**The problem**
Collect every line of the data below that contains the word "water", treating uppercase and lowercase letters as different.

**Given records**
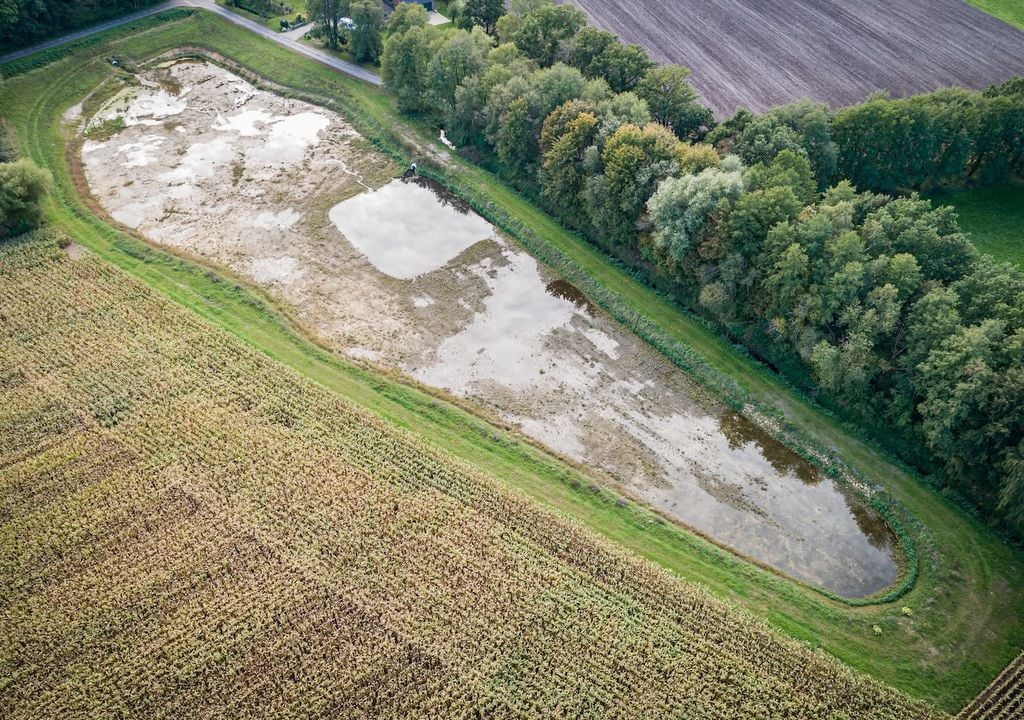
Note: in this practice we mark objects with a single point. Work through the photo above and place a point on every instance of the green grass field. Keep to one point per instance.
(968, 603)
(298, 8)
(994, 217)
(1011, 11)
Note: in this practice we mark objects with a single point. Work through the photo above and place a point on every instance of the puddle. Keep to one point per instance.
(140, 106)
(406, 229)
(410, 278)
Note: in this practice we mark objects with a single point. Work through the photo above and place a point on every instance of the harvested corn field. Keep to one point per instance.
(770, 52)
(190, 530)
(406, 276)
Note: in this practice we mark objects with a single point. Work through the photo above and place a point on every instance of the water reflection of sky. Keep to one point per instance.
(543, 354)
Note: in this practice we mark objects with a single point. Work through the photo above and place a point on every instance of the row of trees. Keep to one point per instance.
(879, 300)
(951, 138)
(25, 22)
(365, 39)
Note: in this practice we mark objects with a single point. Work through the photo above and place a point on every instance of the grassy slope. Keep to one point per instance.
(994, 217)
(1011, 11)
(969, 603)
(298, 8)
(258, 547)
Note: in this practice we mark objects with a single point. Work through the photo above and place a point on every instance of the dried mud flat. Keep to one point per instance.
(401, 273)
(759, 54)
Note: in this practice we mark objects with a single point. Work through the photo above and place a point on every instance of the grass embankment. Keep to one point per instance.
(994, 217)
(298, 8)
(1011, 11)
(968, 604)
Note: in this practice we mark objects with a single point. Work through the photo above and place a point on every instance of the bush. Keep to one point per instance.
(23, 188)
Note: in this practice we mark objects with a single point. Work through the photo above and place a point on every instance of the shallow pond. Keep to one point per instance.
(408, 277)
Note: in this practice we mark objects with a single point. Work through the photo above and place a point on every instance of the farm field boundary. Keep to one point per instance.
(189, 525)
(966, 606)
(1010, 11)
(761, 54)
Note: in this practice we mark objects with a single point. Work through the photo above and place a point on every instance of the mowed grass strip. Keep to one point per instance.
(968, 605)
(994, 217)
(1011, 11)
(250, 544)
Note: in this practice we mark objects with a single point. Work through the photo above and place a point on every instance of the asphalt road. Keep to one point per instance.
(318, 55)
(758, 53)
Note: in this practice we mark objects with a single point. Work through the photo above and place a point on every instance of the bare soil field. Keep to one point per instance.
(759, 54)
(400, 273)
(188, 530)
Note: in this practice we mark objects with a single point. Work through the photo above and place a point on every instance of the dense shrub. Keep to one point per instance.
(263, 8)
(23, 188)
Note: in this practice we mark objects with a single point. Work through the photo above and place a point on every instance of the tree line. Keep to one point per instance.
(800, 230)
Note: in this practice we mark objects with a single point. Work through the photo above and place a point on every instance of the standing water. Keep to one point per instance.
(408, 277)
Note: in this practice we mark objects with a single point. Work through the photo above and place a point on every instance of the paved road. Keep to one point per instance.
(291, 43)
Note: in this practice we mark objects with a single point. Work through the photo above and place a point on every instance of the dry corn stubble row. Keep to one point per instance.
(193, 530)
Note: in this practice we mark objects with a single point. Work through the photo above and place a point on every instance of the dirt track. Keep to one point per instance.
(765, 52)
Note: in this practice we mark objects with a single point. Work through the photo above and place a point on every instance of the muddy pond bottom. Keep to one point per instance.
(409, 278)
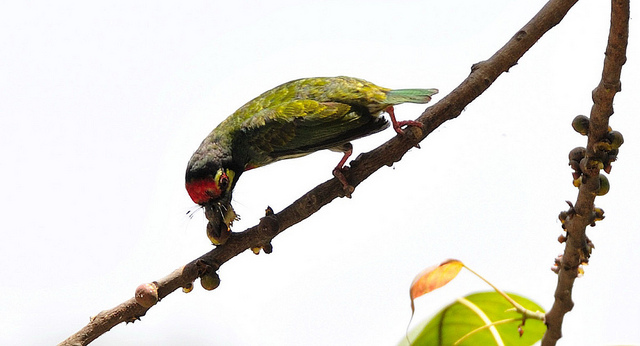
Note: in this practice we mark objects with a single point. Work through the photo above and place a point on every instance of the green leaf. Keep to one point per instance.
(475, 311)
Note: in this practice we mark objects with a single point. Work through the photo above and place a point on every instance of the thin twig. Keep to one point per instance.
(482, 75)
(582, 216)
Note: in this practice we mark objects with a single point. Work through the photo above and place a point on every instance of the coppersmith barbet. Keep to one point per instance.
(291, 120)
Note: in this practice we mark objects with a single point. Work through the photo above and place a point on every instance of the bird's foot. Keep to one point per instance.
(397, 125)
(338, 173)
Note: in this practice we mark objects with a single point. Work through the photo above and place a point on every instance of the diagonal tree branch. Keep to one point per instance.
(482, 75)
(582, 214)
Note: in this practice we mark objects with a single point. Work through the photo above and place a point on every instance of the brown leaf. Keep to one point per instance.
(433, 278)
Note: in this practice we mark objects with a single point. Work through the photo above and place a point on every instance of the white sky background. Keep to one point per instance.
(102, 104)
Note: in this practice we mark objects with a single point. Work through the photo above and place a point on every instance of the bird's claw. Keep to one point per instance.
(338, 173)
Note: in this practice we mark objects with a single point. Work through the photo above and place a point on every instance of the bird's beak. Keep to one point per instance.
(221, 216)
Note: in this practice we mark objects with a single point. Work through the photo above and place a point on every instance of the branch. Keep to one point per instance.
(482, 75)
(582, 214)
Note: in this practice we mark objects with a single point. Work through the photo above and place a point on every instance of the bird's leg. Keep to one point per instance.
(340, 168)
(397, 125)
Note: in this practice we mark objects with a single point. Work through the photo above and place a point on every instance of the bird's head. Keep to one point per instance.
(211, 188)
(206, 187)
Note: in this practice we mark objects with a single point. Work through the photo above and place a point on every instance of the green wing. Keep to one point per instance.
(299, 127)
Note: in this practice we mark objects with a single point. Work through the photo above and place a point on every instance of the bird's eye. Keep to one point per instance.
(223, 181)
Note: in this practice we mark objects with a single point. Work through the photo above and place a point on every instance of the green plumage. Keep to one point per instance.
(291, 120)
(303, 116)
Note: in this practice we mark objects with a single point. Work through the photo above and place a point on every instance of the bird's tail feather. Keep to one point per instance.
(395, 97)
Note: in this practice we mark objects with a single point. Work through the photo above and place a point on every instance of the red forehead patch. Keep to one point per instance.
(203, 190)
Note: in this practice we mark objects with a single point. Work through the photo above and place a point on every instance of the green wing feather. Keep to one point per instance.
(306, 115)
(299, 127)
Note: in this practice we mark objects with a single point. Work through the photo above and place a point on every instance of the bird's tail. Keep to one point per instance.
(396, 97)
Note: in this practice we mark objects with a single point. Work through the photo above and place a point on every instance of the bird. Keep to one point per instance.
(291, 120)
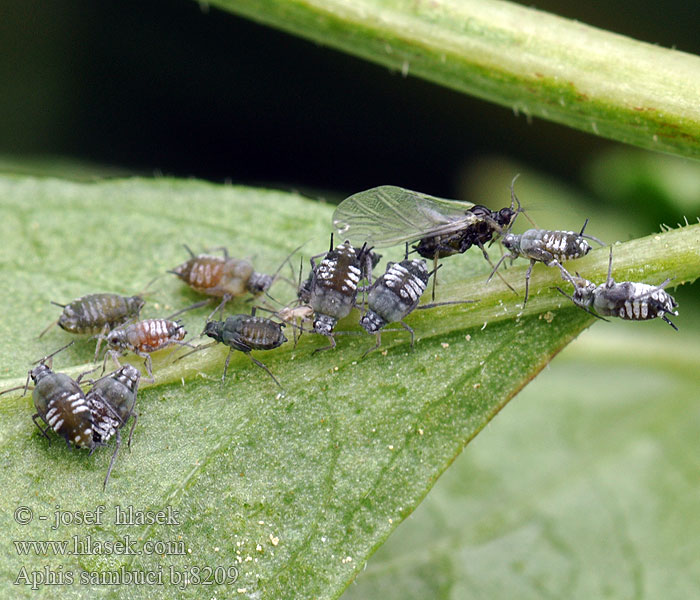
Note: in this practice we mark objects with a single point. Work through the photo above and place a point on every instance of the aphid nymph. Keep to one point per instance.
(244, 333)
(97, 314)
(111, 401)
(627, 300)
(60, 403)
(551, 247)
(394, 295)
(144, 337)
(333, 288)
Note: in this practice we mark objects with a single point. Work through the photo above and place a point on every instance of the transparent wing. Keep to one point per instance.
(388, 216)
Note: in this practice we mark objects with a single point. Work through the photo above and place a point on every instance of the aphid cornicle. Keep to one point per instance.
(111, 401)
(627, 300)
(394, 295)
(221, 276)
(551, 247)
(244, 333)
(97, 313)
(61, 404)
(333, 288)
(144, 337)
(388, 216)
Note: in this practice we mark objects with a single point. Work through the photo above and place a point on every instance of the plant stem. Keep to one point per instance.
(533, 62)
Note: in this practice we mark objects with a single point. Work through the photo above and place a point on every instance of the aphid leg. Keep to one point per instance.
(590, 237)
(43, 431)
(111, 462)
(609, 282)
(378, 335)
(527, 281)
(79, 378)
(131, 431)
(488, 260)
(262, 366)
(197, 349)
(188, 308)
(100, 336)
(54, 353)
(331, 346)
(50, 325)
(228, 360)
(435, 268)
(148, 363)
(588, 310)
(223, 302)
(115, 357)
(498, 264)
(665, 318)
(413, 335)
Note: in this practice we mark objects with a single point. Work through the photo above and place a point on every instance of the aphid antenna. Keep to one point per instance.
(590, 237)
(495, 269)
(513, 201)
(435, 270)
(52, 324)
(275, 275)
(144, 291)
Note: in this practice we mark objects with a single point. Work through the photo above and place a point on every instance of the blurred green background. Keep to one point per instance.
(176, 88)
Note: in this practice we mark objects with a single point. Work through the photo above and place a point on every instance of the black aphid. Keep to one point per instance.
(388, 216)
(244, 333)
(627, 300)
(61, 404)
(333, 287)
(111, 401)
(551, 247)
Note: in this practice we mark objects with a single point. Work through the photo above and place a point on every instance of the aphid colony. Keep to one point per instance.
(376, 218)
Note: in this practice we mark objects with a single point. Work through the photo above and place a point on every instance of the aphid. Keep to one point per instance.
(111, 401)
(222, 276)
(388, 215)
(97, 313)
(551, 247)
(394, 295)
(627, 300)
(370, 260)
(244, 333)
(144, 337)
(333, 288)
(61, 404)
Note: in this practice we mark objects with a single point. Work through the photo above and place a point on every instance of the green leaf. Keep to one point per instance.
(528, 60)
(600, 502)
(295, 491)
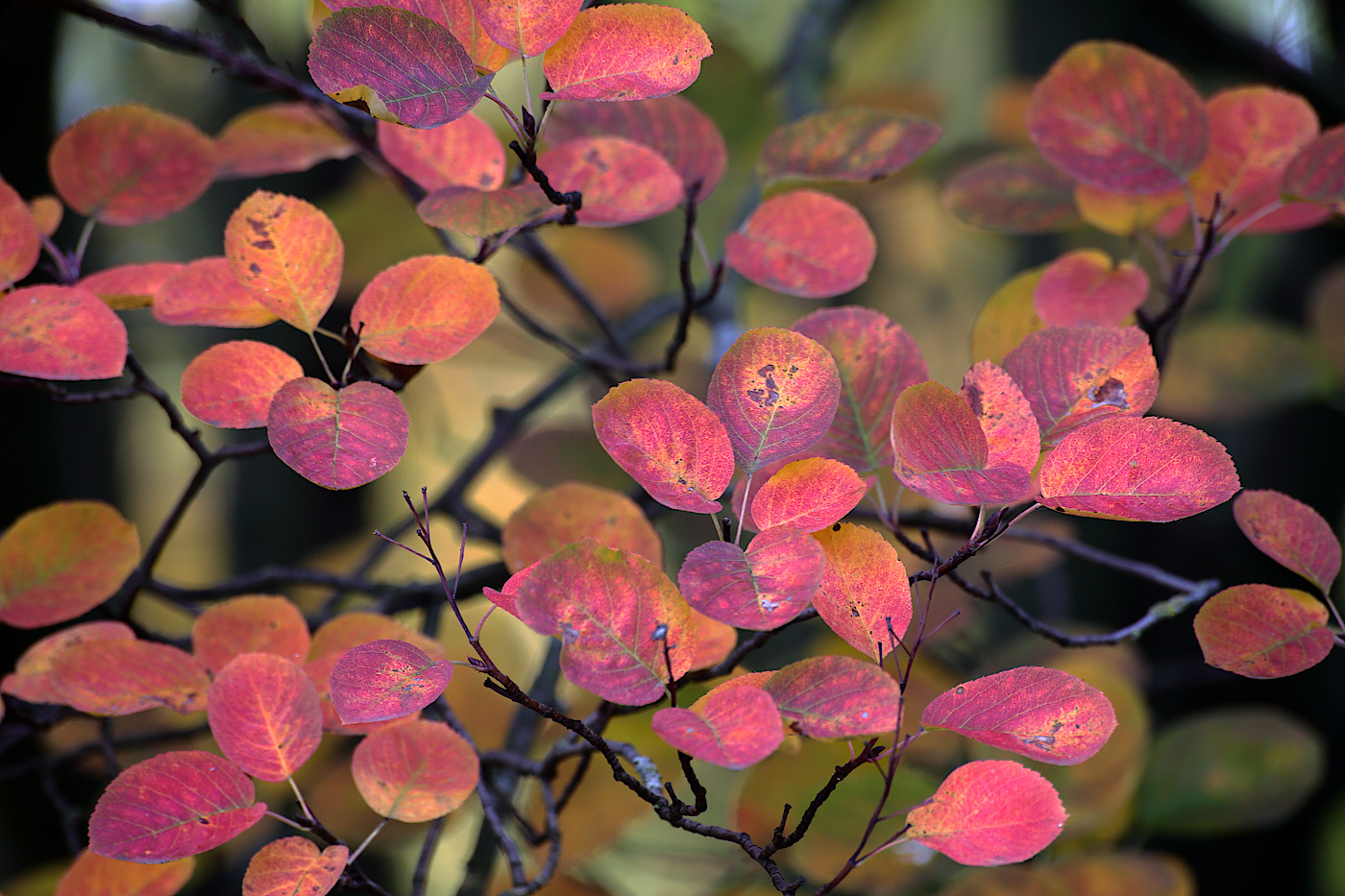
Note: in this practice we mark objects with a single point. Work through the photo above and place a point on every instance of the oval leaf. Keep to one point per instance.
(1290, 533)
(1118, 118)
(1259, 631)
(776, 393)
(414, 772)
(385, 680)
(57, 563)
(804, 244)
(989, 812)
(171, 806)
(61, 332)
(264, 714)
(625, 51)
(150, 166)
(670, 443)
(1149, 470)
(1039, 714)
(293, 866)
(399, 66)
(338, 439)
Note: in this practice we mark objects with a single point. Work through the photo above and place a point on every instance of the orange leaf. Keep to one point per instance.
(625, 51)
(150, 166)
(60, 561)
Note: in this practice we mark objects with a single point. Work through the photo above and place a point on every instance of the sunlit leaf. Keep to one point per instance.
(61, 332)
(1013, 193)
(670, 443)
(1039, 714)
(293, 866)
(460, 154)
(249, 624)
(558, 516)
(760, 588)
(1075, 375)
(396, 64)
(865, 596)
(622, 181)
(278, 137)
(286, 254)
(385, 680)
(1260, 631)
(131, 164)
(625, 51)
(1290, 533)
(837, 697)
(989, 812)
(232, 383)
(1149, 469)
(264, 714)
(338, 439)
(729, 727)
(1118, 118)
(776, 393)
(804, 244)
(171, 806)
(876, 359)
(62, 560)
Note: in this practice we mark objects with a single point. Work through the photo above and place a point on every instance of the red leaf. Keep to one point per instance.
(625, 51)
(876, 359)
(286, 254)
(1013, 193)
(171, 806)
(622, 181)
(1039, 714)
(293, 866)
(989, 812)
(562, 514)
(264, 714)
(338, 439)
(1147, 469)
(865, 594)
(426, 309)
(117, 677)
(729, 727)
(1290, 533)
(385, 680)
(672, 127)
(807, 494)
(670, 443)
(942, 451)
(150, 166)
(459, 154)
(1075, 375)
(776, 393)
(399, 66)
(762, 588)
(804, 244)
(846, 144)
(1118, 118)
(91, 875)
(232, 383)
(414, 772)
(837, 697)
(1259, 631)
(61, 332)
(208, 294)
(60, 561)
(614, 611)
(249, 624)
(1086, 288)
(278, 137)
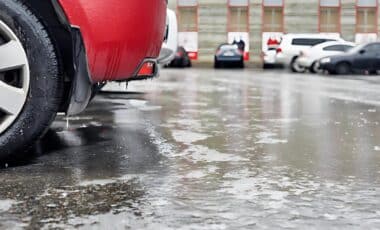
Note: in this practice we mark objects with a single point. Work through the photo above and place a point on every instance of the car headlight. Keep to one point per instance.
(325, 60)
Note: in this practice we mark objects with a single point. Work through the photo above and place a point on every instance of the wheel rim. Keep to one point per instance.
(297, 67)
(14, 77)
(317, 68)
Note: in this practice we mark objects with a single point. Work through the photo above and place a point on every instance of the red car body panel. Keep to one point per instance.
(118, 34)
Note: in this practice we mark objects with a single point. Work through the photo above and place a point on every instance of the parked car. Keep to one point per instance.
(269, 59)
(229, 55)
(169, 47)
(181, 59)
(53, 52)
(293, 44)
(309, 59)
(364, 57)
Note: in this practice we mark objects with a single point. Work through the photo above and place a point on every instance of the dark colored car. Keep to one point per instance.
(53, 53)
(181, 60)
(229, 55)
(361, 58)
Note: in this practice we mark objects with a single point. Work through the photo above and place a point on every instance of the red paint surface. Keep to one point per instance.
(193, 55)
(118, 34)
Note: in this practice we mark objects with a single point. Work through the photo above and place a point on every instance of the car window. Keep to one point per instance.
(309, 41)
(372, 48)
(228, 47)
(341, 48)
(335, 48)
(347, 48)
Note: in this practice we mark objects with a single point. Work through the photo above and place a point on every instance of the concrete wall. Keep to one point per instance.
(299, 17)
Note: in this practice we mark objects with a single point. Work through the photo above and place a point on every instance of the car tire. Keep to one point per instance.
(343, 68)
(314, 68)
(216, 64)
(295, 68)
(43, 93)
(241, 64)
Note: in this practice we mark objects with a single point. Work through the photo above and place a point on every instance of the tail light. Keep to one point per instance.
(147, 69)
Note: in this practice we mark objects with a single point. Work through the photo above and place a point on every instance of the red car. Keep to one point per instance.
(54, 52)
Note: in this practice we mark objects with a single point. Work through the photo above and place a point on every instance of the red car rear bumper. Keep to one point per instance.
(118, 34)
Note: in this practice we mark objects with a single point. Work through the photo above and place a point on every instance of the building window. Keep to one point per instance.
(366, 16)
(273, 18)
(187, 16)
(238, 12)
(329, 16)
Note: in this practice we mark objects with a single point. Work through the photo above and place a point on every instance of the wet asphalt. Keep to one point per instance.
(207, 149)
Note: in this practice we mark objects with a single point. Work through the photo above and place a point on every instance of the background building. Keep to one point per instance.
(204, 24)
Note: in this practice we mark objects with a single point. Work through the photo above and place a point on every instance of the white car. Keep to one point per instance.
(269, 58)
(309, 59)
(169, 47)
(292, 44)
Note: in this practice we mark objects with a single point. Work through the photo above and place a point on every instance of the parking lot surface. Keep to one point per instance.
(207, 149)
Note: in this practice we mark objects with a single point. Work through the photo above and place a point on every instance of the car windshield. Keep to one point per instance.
(357, 49)
(228, 47)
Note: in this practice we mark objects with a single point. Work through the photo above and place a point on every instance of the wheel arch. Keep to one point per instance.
(70, 52)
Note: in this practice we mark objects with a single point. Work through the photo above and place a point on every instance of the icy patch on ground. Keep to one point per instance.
(188, 137)
(269, 138)
(96, 182)
(5, 205)
(204, 154)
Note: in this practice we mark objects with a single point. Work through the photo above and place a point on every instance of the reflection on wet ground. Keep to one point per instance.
(205, 149)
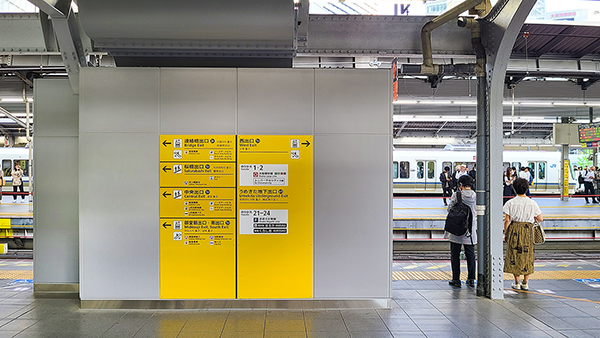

**Written answer**
Note: in this practice we mark objects with a single point. Work through the photo above and place a point on every instance of the water reflection of sky. Keep to one point per instance.
Note: in this practice we mark objects with a single point. Work through the photo above and place a point on every instance of the standing water. Keep to one point per instance.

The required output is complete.